What is asked:
[1] Print the passage of the post on the dismantling of the middle class between "In the past, as" and "helped them prosper.", inclusive, reproducing the wording without alteration.
[2] In the post on the dismantling of the middle class, by how many percentage points does the quoted article say the effective tax rate of the top 1 percent of earners differs from that of the other 99 percent of American households?
[3] Pick up the post on the dismantling of the middle class at the point where it stops, and continue its argument in the same voice.

Source excerpt:
The dismantling of the middle class
Thu Apr 14, 2005 at 08:42:20 AM PDT
or
"How Bush Republican policies, in sum, push millions of middle class to near poverty, entrench the rich and very rich and kill any semblence of a meritocracy in the U.S."
Bear with me, its a long haul, perhaps I'm wrong, but it's all been coming together...
Today the Christian Science Monitor published an article that shows that the tax system, though not overtly a flat tax,
has been flattened under the Bush administration and the Republican-controlled government:
Chalk up President Bush as not just a tax cutter but also a tax flattener. Under Mr. Bush and a Republican Congress, big tax cuts since 2001 have given major tax reductions to those wealthy individuals presumed, up to now, to be able to afford paying a bigger chunk of their income in taxes. By one measure of the federal, state, and local tax burden, just 3.4 percentage points separate the effective tax rate paid by the top 1 percent of earners from the other 99 percent of American households.
In the past, as the article states, since 1913, our nation's tax system has assumed that the wealthier one was, the more taxes could the not only afford to pay, but that also the more one would
owe something extra to a government that protects their greater wealth, and to a society that has helped them prosper.
Though there are of course conservative arguments for a flatter tax, even a flat tax which;
...leaves more money of the well-to-do untaxed, and thus available for the investment that creates jobs and prosperity. Eventually, a truly flat tax system could be simpler...

Data supplied:
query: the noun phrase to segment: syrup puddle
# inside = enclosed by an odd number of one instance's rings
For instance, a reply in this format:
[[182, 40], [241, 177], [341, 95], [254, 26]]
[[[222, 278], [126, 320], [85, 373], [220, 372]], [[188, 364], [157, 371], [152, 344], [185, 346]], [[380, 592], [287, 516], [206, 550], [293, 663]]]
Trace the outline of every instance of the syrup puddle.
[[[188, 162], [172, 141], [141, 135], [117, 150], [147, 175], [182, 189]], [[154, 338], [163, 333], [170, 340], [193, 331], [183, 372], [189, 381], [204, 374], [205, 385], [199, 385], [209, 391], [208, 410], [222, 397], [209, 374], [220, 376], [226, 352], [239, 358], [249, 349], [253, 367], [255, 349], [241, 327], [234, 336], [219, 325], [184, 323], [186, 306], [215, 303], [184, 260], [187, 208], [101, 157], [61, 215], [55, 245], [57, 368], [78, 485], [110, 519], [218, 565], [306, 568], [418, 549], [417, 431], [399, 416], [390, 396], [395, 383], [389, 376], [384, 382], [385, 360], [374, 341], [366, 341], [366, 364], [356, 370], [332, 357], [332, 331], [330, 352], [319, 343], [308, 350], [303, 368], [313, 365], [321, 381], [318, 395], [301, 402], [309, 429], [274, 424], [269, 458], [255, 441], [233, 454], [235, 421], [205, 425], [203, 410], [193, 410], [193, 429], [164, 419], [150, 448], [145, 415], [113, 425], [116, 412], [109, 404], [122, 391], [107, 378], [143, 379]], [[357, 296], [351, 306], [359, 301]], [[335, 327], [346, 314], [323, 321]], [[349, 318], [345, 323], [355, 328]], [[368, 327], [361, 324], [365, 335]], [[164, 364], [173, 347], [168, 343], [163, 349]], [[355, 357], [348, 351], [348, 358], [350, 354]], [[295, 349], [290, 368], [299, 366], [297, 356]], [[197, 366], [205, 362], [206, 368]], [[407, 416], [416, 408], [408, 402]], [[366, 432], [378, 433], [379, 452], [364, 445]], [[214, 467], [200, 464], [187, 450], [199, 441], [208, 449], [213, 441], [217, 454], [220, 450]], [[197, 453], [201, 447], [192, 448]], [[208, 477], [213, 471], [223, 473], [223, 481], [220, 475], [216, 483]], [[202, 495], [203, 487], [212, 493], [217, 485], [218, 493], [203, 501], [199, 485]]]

Answers for the exercise:
[1]
In the past, as the article states, since 1913, our nation's tax system has assumed that the wealthier one was, the more taxes could the not only afford to pay, but that also the more one would
owe something extra to a government that protects their greater wealth, and to a society that has helped them prosper.

[2] 3.4 percentage points.

[3]
and effective tax rates for all income groups have lowered somewhat, as the charts show in the article the largest reduction by far (in percentage points and proportions) has been for the very wealthy. With tax cuts favoring the wealthy and a ballooning deficit even without an unjust war costing hundreds of billions of dollars, a larger share of the tax burden will eventually have to fall on the middle class. That or (and?) governmental services (of which the biggest consumer is the middle class), will by necessity have to be cut drastically (but we are seeing that already, aren't we?). More likely it will be both.
In a time when the deficit balloons, when we will have to raise taxes, cut services, or more likely both, we are creating a tax system and structure that favors the wealthy and disfavors the middle class.
but there is more, much more.
We have recently learned (or relearned, I'm sure we knew it all along), that the wealthy not only are paying smaller and smaller percentages in taxes, but the IRS scrutinizes them to a much less degree than wage earners
What few of us realize is that the United States has two income tax systems, separate and unequal.
One system is for wage earners. Congress requires that your employer report your pay so Internal Revenue Service computers can check up on your tax return. Banks report interest. Brokerages report dividends. You must provide a Social Security number for each child you claim as a dependent. Congress does not trust you.
The other system is for business owners, landlords and investors. Congress does not require such independent reporting, saying that would be a burden.
Oh, it gets worse.
With the vote today in the House on a bankruptcy bill (the House Republicans, like their Senate counterparts, rejecting all amendments that would soften the blow) that will surely pass, a bankruptcy bill that will force most of the million middle class families that go bankrupt every year in Chapter 7 (debts forgiven) into Chapter 13 (debts must be payed).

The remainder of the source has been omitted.